### Objetivo
Enumere todos os artigos de lei citados no texto sobre o recurso e indique o diploma a que pertence cada um.

### Texto fornecido
****************
Segundo o apelante, se a decisão de facto tivesse sido a propugnada por ele, o Tribunal recorrido teria dado por verificados todos os requisitos da impugnação pauliana e aplicado o respectivo instituto, razão pela qual – conclui ele – a sentença havia feito errada interpretação / aplicação do previsto nos artigos 611.º, 612.º e 342.º do CC e no artigo 414.º do CPC.

Contra-alegou AA, pugnando pela manutenção da sentença recorrida, por a matéria de facto estar devidamente fundamentada e decidida.

No seu Acórdão de 22.03.2018 (fls. 736 e s.), o Tribunal da Relação de Lisboa identificou duas questões:

1.ª) saber se, na decisão do Tribunal a quo, ocorria erro na apreciação dos meios de prova; e

2.ª) saber se, alterando-se a decisão de facto, devia ser dado provimento à acção e ao pedido subsidiário quanto à impugnação pauliana.
****************
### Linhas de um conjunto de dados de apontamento
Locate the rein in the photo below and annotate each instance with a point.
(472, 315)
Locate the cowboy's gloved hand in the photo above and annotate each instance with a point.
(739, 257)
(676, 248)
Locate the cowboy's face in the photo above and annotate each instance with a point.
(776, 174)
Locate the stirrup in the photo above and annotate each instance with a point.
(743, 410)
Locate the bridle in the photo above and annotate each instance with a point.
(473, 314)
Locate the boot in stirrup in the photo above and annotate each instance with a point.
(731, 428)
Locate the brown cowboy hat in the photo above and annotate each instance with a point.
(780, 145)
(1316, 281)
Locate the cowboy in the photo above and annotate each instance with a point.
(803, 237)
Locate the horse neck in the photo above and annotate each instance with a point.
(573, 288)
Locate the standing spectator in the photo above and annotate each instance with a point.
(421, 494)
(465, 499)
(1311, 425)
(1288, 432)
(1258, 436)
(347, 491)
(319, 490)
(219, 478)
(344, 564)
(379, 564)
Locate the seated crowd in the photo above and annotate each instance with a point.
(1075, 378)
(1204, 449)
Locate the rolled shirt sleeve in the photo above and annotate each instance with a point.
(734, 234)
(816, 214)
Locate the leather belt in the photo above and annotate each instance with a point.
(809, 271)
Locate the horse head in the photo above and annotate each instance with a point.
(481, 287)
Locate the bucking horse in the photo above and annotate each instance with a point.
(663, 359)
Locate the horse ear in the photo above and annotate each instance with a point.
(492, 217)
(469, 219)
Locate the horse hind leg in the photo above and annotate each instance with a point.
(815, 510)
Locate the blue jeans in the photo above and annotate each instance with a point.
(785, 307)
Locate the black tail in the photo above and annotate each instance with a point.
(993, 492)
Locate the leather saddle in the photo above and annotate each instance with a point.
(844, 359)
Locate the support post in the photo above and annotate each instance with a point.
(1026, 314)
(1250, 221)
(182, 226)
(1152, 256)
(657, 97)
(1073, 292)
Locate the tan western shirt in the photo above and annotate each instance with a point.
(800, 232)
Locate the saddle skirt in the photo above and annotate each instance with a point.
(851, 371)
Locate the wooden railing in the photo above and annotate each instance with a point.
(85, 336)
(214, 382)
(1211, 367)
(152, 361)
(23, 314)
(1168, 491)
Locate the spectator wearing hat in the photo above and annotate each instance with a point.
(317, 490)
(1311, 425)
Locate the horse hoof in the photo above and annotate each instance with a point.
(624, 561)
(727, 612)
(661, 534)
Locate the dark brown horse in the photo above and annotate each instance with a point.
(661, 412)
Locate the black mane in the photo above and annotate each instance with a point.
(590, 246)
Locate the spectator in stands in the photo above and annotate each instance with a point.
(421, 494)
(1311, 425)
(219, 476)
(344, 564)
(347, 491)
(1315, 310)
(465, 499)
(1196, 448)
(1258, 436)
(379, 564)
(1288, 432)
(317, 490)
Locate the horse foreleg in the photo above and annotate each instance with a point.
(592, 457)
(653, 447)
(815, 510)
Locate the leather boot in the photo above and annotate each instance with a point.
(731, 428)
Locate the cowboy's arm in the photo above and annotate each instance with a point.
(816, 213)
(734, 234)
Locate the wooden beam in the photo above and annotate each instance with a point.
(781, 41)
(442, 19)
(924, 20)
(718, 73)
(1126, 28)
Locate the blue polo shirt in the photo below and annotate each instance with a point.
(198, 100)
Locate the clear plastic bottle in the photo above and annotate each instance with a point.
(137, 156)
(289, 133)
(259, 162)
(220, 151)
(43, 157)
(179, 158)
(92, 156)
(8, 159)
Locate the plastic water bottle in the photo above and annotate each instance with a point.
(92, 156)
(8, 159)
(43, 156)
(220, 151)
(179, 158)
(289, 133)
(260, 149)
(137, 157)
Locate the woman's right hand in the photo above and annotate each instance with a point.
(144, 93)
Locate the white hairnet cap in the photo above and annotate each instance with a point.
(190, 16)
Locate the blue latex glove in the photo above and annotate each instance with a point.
****************
### Resolução do exercício
- Artigo 611.º do CC
- Artigo 612.º do CC
- Artigo 342.º do CC
- Artigo 414.º do CPC